- **Excerpt provided**
>>>
Signe: No, I don't do that stuff. The moment they say cater to male audience, young male audience, it is like a big white whale. I don't know white male, I don't even understand it. There was this point in 2007, when big HBO was asking me to present them some ideas, and I did and they were like ‘no we have to cater to our male audience’. And I’m like “okay, let me try,” and then they were like “nah nah nah” and they said “I don't think you get it”.


I don't know if you saw my Teat Beat of Sex.

Rebecca: I did


Signe: So It's kind of ironic cause they wanted to hire me for Teat Beat of Sex, and then when they got me, they forgot what Teat Beat of Sex was about, said ‘Can you make women with big boob and big asses’, and I was like,” it just doesn't make sense. You want me to do stuff from Teat Beat of Sex, and Teat Beat of Sex was from a female point of view.


So, from then on, I don't do commercial work. Every time it happens, invitation happens, and it falls through. So, I don’t worry about getting commercial work and just do my own work and hustle money and keep working. I don't need to do commercial work, why would I?


Rebecca: Yeah, what differences are there between raising money in the United States versus raising money in Latvia for your projects.


Signe: Yeah well a big difference is there is a European system and American system. Europeans believe in government and they believe that they should support these programs. Art and culture is one of these programs. So, there is a big tradition for hundreds of years to give money to arts from government. There is a comprehensive program of grants. And now there’s European Union, there’s more grants than ever. And then the Europeans claim it is drying up.


I mean, I am not part of the system, I have a Latvian producer. But it is a basic description of system. In United States, the people don't believe in government, and art needs to survive on its own, and so there are private organizations. There are state foundations. Basically, it is in hands of individuals, in personal giving. Or investors who believe that your film is going to make money, and these grants are very notoriously hard to get. I applied for Guggenheim eight times and I just got it. And I heard people were turned down. It’s like, it's very very hard.
<<<
- **Tasks**
1. In the interview, how many times did Signe apply for the Guggenheim?
2. Please copy word for word the passage of the interview from "Rebecca: I did" up to and including "for your projects.".

Collected data:
>>>
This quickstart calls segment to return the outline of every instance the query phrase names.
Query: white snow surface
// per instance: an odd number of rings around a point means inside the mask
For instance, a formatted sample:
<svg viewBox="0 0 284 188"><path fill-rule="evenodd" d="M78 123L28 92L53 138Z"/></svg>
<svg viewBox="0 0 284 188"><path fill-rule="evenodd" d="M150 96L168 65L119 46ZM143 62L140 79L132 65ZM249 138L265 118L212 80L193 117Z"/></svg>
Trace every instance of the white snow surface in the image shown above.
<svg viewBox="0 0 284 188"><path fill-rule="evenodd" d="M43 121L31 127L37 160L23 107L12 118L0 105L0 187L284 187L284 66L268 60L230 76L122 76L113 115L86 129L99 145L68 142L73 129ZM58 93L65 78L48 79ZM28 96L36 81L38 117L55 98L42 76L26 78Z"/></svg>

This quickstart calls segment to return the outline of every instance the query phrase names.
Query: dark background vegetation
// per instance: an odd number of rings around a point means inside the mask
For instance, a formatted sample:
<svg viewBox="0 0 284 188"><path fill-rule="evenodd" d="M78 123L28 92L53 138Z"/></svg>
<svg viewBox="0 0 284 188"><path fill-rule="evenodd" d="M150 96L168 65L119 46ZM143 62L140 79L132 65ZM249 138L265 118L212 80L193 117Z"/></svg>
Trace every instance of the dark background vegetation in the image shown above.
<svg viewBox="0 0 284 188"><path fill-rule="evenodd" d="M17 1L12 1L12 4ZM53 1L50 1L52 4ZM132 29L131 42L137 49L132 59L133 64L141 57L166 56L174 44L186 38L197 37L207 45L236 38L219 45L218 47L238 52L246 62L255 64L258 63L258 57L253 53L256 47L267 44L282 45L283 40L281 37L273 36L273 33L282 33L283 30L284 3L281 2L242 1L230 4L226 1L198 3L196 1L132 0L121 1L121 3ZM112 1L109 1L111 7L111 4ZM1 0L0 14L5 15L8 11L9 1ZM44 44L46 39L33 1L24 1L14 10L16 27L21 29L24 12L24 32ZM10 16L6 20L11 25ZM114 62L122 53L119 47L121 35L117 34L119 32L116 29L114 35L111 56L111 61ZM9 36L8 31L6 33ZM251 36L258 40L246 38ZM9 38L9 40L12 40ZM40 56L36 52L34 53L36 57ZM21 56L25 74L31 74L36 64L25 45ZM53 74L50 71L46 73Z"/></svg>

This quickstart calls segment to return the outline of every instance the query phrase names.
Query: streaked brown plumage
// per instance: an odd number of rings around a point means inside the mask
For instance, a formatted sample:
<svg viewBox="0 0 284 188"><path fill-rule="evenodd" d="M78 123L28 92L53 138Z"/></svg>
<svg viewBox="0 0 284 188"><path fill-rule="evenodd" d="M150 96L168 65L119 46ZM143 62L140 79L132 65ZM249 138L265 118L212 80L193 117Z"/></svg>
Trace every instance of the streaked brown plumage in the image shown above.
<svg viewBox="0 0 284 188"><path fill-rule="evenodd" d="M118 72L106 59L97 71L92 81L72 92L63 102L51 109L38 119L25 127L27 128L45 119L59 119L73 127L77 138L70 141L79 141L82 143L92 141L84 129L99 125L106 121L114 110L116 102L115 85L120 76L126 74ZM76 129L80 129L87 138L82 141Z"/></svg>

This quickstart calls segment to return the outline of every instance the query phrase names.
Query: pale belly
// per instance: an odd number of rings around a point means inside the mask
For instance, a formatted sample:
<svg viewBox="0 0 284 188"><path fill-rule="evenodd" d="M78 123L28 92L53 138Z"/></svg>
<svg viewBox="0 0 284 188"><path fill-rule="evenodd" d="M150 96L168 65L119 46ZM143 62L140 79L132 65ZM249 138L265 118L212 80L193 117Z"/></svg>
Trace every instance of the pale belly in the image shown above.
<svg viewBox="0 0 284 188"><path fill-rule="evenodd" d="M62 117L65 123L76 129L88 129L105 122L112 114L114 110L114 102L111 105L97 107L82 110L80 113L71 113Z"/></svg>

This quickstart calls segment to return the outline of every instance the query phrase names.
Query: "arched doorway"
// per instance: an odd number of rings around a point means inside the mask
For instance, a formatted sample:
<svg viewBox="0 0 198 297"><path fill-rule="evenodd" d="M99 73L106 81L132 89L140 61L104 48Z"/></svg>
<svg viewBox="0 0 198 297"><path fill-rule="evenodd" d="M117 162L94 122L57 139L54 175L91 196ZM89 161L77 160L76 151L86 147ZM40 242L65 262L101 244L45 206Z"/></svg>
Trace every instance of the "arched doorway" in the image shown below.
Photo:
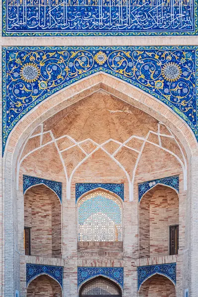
<<<
- **Task-by-task outputs**
1. Eight times.

2.
Rebecca: I did


Signe: So It's kind of ironic cause they wanted to hire me for Teat Beat of Sex, and then when they got me, they forgot what Teat Beat of Sex was about, said ‘Can you make women with big boob and big asses’, and I was like,” it just doesn't make sense. You want me to do stuff from Teat Beat of Sex, and Teat Beat of Sex was from a female point of view.


So, from then on, I don't do commercial work. Every time it happens, invitation happens, and it falls through. So, I don’t worry about getting commercial work and just do my own work and hustle money and keep working. I don't need to do commercial work, why would I?


Rebecca: Yeah, what differences are there between raising money in the United States versus raising money in Latvia for your projects.